#### SET EXERCISE:
Copy every line of the data below that contains the word "pink".

====== DATA ROWS ======

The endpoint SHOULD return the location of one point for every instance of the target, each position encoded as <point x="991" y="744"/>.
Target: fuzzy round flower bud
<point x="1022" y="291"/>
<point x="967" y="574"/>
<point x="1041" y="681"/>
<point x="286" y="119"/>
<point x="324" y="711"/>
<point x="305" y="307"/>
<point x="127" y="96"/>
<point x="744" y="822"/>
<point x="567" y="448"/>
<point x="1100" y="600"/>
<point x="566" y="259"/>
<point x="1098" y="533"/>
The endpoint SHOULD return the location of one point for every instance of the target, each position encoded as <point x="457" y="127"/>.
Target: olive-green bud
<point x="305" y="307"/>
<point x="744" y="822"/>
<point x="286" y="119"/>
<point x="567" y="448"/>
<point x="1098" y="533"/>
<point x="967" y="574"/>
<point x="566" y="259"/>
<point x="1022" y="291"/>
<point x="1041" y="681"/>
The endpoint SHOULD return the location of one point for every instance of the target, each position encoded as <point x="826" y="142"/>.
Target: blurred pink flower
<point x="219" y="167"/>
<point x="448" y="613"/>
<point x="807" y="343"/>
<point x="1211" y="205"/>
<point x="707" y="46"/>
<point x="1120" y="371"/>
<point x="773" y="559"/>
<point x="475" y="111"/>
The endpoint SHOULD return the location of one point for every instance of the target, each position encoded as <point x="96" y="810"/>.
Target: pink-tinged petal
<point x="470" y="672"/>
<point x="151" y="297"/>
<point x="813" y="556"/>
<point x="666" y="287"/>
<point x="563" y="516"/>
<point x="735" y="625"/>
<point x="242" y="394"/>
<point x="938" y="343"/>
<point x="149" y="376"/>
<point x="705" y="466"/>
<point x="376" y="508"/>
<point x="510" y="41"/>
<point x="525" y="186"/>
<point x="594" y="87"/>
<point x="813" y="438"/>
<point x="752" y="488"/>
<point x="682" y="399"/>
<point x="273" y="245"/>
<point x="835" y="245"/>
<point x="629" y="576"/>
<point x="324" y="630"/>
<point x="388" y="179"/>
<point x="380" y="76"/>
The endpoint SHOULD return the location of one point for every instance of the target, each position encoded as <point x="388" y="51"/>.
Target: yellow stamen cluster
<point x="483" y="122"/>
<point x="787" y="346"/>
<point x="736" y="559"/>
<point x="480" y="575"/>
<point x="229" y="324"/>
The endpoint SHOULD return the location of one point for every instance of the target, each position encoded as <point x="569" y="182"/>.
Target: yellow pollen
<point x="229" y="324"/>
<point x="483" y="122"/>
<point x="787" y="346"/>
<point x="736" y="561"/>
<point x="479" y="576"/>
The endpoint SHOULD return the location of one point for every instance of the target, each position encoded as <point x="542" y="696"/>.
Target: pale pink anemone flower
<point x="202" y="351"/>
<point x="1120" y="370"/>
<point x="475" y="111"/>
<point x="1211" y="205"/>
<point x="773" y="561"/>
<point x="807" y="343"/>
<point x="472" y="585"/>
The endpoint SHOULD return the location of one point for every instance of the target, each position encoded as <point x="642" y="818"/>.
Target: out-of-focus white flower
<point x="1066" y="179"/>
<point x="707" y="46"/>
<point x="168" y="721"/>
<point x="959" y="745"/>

======

#### TASK OUTPUT:
Target: blurred pink flower
Target: pink-tinged petal
Target: pale pink anemone flower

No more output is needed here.